Pick out each line in the items below that contains the word "concrete", and copy those lines. Matching is case-sensitive.

####

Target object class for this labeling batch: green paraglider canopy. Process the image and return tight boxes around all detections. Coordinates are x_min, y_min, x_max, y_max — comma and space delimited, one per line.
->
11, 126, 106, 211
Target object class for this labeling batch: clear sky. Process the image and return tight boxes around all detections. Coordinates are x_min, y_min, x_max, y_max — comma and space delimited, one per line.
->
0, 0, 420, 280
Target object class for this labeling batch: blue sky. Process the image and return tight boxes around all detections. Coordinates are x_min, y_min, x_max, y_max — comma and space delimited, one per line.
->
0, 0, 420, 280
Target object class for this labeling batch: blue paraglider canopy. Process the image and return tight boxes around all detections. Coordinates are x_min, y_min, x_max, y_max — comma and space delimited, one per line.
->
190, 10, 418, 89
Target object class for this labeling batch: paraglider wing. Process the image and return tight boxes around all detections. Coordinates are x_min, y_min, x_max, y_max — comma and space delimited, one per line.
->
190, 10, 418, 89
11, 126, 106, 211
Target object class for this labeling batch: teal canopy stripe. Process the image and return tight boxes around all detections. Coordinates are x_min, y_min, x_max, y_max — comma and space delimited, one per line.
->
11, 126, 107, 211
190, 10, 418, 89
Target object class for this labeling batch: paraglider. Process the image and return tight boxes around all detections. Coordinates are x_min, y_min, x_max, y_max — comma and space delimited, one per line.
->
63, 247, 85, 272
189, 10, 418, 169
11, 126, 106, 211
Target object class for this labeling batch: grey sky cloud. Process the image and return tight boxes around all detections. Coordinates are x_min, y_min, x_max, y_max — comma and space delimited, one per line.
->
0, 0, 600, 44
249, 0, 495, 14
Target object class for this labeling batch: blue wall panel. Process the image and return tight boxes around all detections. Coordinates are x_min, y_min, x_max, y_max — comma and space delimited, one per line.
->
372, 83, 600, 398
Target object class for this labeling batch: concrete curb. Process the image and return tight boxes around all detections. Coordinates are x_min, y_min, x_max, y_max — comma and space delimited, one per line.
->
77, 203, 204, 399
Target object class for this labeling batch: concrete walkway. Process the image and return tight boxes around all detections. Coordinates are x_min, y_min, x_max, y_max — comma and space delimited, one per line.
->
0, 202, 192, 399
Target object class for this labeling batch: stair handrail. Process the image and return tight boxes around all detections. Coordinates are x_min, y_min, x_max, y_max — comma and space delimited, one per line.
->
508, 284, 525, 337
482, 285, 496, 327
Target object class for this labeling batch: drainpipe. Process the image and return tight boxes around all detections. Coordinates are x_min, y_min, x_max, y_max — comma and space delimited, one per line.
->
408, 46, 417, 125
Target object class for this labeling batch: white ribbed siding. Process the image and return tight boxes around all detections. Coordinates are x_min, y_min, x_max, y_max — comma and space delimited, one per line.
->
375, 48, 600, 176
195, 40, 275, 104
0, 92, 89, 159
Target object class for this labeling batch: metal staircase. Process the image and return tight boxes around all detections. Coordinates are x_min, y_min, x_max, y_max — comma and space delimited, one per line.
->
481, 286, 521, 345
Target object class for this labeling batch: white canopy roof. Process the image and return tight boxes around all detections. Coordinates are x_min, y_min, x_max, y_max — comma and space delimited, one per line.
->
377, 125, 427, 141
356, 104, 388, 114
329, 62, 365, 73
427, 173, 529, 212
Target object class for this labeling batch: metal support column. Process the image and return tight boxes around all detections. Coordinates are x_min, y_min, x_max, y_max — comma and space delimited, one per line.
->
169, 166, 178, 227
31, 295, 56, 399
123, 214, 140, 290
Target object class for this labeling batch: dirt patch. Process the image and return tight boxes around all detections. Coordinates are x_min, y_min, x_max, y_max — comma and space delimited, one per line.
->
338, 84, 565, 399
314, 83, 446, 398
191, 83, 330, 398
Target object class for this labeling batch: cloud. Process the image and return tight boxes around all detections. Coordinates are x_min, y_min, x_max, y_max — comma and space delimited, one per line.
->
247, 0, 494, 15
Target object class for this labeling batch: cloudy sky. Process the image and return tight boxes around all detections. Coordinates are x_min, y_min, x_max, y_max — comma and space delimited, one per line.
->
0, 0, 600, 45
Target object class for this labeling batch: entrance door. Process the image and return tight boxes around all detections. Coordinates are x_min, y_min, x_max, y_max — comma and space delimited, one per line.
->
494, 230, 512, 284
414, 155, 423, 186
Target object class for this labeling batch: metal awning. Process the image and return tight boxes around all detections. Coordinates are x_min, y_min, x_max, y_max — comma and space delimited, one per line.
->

####

**RESPONSE**
Target object class for this labeling batch: concrete curb. Process the image and return tight boxes around all detections. Coordinates are x_min, y_min, x_max, y_max — comma and space delimited, one per line.
Target object class for this labeling batch: concrete walkway. Process the image and return tight boxes around all detections. Coordinates are x_min, y_min, x_max, y_max — comma and space delimited, one per line.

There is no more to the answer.